- WHAT TO PRODUCE
Which lines run from the line containing "Where can you see the forest floor" through the end of the records below? Reproduce them exactly, and nothing else.

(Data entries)
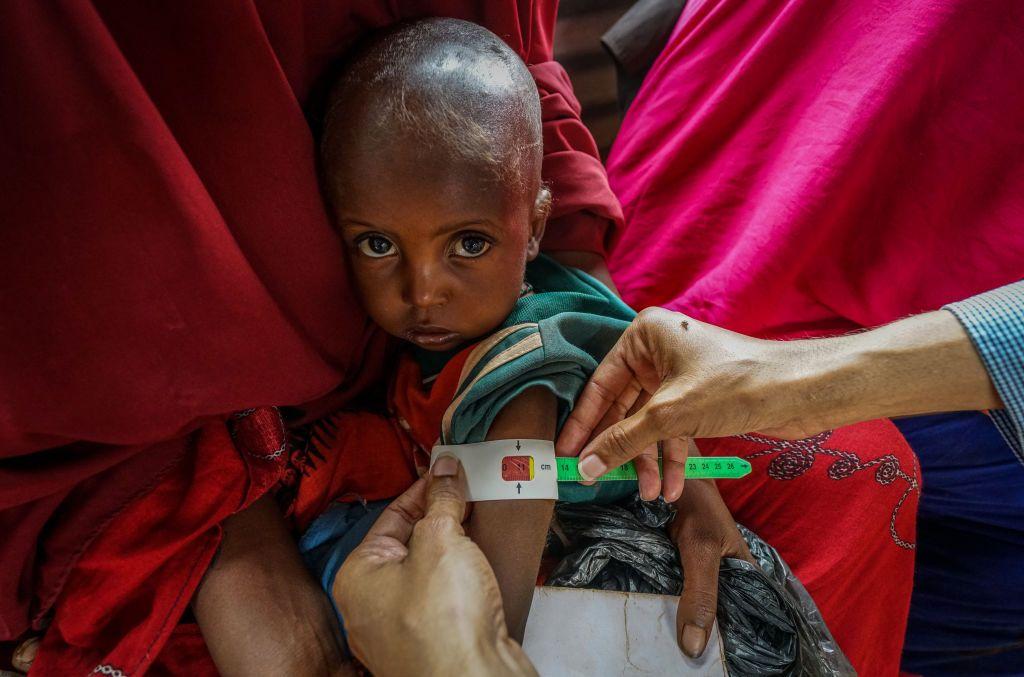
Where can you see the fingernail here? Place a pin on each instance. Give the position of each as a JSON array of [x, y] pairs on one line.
[[592, 467], [693, 641], [445, 466]]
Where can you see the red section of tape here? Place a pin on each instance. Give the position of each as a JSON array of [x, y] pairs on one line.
[[516, 468]]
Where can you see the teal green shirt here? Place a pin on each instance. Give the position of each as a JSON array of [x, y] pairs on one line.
[[554, 338]]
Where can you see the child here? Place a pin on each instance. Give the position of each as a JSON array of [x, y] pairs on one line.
[[431, 162]]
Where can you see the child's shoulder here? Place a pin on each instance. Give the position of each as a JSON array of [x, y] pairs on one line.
[[555, 289]]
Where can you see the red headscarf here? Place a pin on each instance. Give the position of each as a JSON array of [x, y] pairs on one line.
[[816, 167], [166, 258]]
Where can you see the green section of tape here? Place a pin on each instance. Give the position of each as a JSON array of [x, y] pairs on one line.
[[721, 467]]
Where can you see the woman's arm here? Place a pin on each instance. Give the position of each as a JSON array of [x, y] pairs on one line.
[[512, 534], [705, 381], [259, 609]]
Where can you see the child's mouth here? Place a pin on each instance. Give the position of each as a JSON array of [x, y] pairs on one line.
[[430, 336]]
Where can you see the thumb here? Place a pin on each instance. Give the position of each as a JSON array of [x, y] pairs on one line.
[[623, 441], [445, 498], [698, 603]]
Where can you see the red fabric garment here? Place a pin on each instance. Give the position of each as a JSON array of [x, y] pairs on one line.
[[364, 456], [123, 598], [166, 255], [841, 508], [802, 167]]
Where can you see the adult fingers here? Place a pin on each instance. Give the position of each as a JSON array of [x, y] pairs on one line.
[[675, 453], [401, 515], [609, 380], [446, 495], [622, 441], [648, 477], [698, 603]]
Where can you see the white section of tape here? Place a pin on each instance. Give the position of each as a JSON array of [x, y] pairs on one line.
[[482, 463]]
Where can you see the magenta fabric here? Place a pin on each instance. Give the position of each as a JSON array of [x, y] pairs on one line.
[[808, 167]]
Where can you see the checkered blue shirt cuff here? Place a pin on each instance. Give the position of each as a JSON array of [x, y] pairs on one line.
[[995, 323]]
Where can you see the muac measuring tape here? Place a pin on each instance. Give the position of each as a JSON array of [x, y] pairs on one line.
[[506, 469]]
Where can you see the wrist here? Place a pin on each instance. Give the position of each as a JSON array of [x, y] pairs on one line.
[[921, 365]]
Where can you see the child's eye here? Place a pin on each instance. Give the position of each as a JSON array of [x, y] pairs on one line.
[[471, 246], [376, 246]]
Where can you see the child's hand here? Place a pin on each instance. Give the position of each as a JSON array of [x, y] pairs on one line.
[[706, 533]]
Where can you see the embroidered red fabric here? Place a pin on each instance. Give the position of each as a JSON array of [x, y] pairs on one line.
[[167, 258]]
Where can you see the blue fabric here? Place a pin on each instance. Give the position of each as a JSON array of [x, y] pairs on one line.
[[995, 323], [967, 611], [332, 538]]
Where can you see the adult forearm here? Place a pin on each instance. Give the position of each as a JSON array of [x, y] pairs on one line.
[[921, 365]]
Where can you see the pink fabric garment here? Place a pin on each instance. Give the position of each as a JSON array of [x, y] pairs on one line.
[[808, 167]]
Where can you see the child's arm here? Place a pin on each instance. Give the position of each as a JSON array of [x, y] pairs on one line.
[[511, 534]]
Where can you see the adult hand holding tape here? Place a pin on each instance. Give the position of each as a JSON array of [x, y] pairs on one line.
[[418, 596]]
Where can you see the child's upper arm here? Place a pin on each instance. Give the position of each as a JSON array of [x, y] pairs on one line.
[[531, 415]]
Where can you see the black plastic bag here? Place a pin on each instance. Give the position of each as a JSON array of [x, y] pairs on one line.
[[768, 622]]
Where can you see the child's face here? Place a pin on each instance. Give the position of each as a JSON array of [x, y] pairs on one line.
[[437, 248]]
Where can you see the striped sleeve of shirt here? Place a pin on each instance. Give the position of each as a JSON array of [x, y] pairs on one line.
[[995, 323]]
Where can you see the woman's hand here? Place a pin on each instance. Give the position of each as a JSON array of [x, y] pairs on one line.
[[705, 532], [419, 597], [260, 610], [673, 377]]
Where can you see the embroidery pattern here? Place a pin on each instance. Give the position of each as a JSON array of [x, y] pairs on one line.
[[796, 457]]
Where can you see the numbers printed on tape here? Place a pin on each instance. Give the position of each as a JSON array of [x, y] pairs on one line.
[[725, 467]]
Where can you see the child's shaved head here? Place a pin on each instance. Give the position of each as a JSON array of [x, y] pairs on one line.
[[446, 84], [431, 154]]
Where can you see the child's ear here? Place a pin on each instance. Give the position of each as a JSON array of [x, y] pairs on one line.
[[539, 218]]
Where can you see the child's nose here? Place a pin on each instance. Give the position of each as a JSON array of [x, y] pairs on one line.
[[425, 287]]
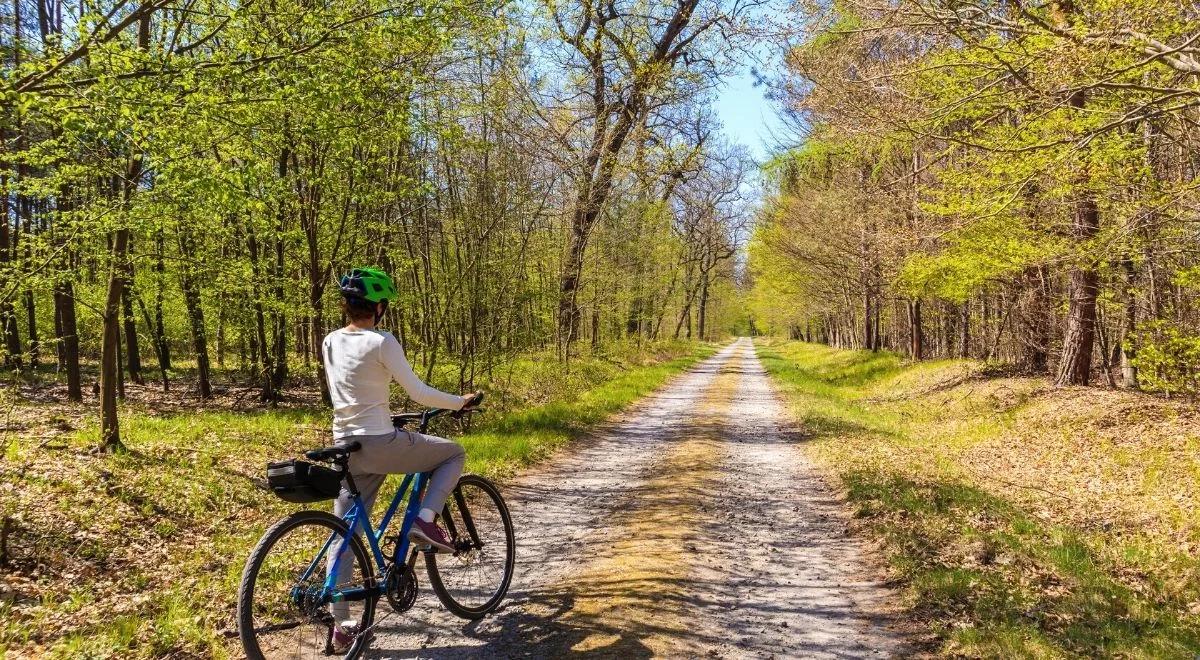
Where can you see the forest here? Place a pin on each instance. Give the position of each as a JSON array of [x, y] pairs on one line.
[[1011, 181], [929, 267], [186, 180]]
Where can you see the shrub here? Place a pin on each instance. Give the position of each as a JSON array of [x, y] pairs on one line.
[[1168, 359]]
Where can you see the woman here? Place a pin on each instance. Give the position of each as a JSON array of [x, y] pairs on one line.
[[360, 364]]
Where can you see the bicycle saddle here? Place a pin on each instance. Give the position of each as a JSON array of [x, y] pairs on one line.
[[333, 453]]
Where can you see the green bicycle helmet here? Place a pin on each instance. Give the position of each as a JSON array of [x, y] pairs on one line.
[[369, 283]]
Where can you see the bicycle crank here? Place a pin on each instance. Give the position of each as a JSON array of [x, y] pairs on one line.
[[401, 587]]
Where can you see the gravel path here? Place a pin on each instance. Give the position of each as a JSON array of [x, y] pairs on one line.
[[694, 527]]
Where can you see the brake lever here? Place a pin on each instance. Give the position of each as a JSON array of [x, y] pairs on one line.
[[459, 414]]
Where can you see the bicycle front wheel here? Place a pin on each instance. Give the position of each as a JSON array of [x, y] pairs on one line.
[[281, 607], [473, 580]]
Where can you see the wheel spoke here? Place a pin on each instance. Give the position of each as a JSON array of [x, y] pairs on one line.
[[472, 581], [285, 610]]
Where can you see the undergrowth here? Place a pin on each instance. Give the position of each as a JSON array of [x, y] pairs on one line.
[[138, 553], [1025, 521]]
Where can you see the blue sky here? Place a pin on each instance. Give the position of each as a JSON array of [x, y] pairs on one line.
[[749, 118]]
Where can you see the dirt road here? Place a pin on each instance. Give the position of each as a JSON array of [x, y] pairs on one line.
[[695, 527]]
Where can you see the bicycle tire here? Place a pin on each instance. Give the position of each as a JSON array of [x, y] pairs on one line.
[[277, 532], [450, 563]]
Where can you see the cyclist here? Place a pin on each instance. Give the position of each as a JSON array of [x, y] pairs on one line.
[[360, 364]]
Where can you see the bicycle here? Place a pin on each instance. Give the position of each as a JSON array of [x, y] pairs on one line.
[[286, 592]]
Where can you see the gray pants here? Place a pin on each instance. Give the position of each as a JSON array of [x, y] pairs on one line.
[[399, 453]]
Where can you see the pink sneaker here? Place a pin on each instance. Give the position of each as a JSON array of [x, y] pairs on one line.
[[429, 533]]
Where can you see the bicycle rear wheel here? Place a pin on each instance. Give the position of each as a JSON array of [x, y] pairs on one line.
[[473, 581], [280, 610]]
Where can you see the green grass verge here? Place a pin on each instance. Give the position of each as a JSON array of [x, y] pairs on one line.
[[139, 553], [988, 573]]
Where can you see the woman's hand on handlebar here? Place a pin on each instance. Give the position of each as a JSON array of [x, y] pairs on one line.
[[473, 399]]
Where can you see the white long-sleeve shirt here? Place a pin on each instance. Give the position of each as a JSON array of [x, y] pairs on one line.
[[359, 366]]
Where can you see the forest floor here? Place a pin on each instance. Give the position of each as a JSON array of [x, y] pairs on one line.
[[138, 553], [694, 526], [1025, 521]]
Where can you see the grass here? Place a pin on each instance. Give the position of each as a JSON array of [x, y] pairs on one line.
[[1024, 521], [138, 553]]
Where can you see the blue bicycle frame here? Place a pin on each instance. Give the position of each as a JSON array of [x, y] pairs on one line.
[[358, 517]]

- ANSWER AREA
Where can you see the forest floor here? Place a pin on each instance. Give the position of each as a JSON array of [x, y] pairs on one line.
[[138, 553], [694, 526], [1025, 521]]
Where can you see the grass here? Place a pin on each instance. Give the position of each as a JSON array of [x, y] pairs on one line.
[[1024, 521], [138, 553]]
Where can you see the blue bicycle frame here? Place a pin on each instance. Give the position of each as a JSON array of [x, y] pairs on one line.
[[358, 517]]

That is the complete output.